- [WHAT TO PRODUCE]: Repeat the full listing, word for word.

# Start of AVAILABLE RECORDS

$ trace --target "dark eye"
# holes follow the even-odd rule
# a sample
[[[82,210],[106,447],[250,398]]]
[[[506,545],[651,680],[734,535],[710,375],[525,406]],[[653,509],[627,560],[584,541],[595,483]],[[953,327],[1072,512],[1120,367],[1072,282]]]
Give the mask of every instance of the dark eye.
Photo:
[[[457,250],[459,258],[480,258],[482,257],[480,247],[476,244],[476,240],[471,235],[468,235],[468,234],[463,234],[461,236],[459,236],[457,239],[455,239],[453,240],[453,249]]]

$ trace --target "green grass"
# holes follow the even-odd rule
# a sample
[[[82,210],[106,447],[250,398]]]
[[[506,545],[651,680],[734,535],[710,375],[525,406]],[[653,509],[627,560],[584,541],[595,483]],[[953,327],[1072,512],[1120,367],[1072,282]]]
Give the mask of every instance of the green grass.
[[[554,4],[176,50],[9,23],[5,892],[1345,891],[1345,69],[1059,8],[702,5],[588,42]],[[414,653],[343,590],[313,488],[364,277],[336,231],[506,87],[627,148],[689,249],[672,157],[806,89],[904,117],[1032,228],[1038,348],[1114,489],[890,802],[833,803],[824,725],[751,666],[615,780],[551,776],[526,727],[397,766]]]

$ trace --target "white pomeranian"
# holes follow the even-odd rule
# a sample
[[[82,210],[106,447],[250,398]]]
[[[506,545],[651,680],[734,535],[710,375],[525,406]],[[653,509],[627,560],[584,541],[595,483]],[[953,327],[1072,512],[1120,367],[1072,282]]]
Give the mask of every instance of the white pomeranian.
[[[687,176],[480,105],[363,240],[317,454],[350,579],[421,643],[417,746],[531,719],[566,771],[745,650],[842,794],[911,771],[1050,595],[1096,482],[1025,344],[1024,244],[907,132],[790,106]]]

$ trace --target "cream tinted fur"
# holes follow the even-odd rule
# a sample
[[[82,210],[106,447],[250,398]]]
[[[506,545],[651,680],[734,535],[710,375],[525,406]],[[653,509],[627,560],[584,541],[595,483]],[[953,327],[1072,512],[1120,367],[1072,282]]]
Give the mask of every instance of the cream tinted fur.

# End of AVAILABLE RECORDS

- [ANSWER TO THE EXERCISE]:
$ trace --target "dark eye"
# holes follow the even-odd rule
# a sample
[[[82,210],[106,447],[250,398]]]
[[[506,545],[651,680],[734,535],[710,375],[525,406]],[[653,509],[627,560],[584,541],[595,483]],[[953,327],[1072,512],[1120,367],[1072,282]]]
Give the mask of every instance of the dark eye.
Photo:
[[[457,250],[459,258],[480,258],[482,257],[480,247],[476,244],[476,240],[471,235],[468,235],[468,234],[463,234],[461,236],[459,236],[457,239],[455,239],[453,240],[453,249]]]

$ trace --target "green grass"
# holes follow the even-odd rule
# a sample
[[[82,210],[106,447],[250,398]]]
[[[506,545],[651,680],[734,535],[710,375],[525,406]],[[653,509],[627,560],[584,541],[595,483]],[[953,327],[1072,512],[1120,367],[1072,282]]]
Give the mask of every instance of the green grass.
[[[554,4],[176,50],[9,23],[5,892],[1345,891],[1345,69],[1059,8],[702,5],[588,42]],[[414,653],[343,590],[313,488],[364,277],[336,231],[506,87],[627,148],[689,249],[672,157],[806,89],[904,117],[1032,228],[1038,348],[1114,489],[890,802],[833,803],[824,725],[751,666],[615,780],[551,776],[526,727],[397,766]]]

$ trace --target "white pomeranian"
# holes follow the even-odd rule
# a sample
[[[82,210],[106,447],[250,398]]]
[[[506,545],[651,680],[734,535],[710,375],[525,406]],[[653,509],[627,560],[584,541],[595,483]],[[953,327],[1072,512],[1120,367],[1072,282]]]
Give the mask of every instance of the white pomeranian.
[[[687,176],[480,105],[363,240],[317,454],[350,579],[421,643],[417,746],[531,719],[566,771],[745,650],[842,794],[911,771],[1050,595],[1096,482],[1025,344],[1024,244],[907,132],[790,106]]]

$ trace --target "cream tinted fur"
# holes follow the even-odd rule
# a sample
[[[82,210],[106,447],[250,398]]]
[[[506,545],[651,680],[734,535],[710,375],[525,406]],[[653,509],[627,560],[584,541],[595,483]],[[953,327],[1072,512],[1120,367],[1072,282]]]
Give the mask of every instance of the cream tinted fur.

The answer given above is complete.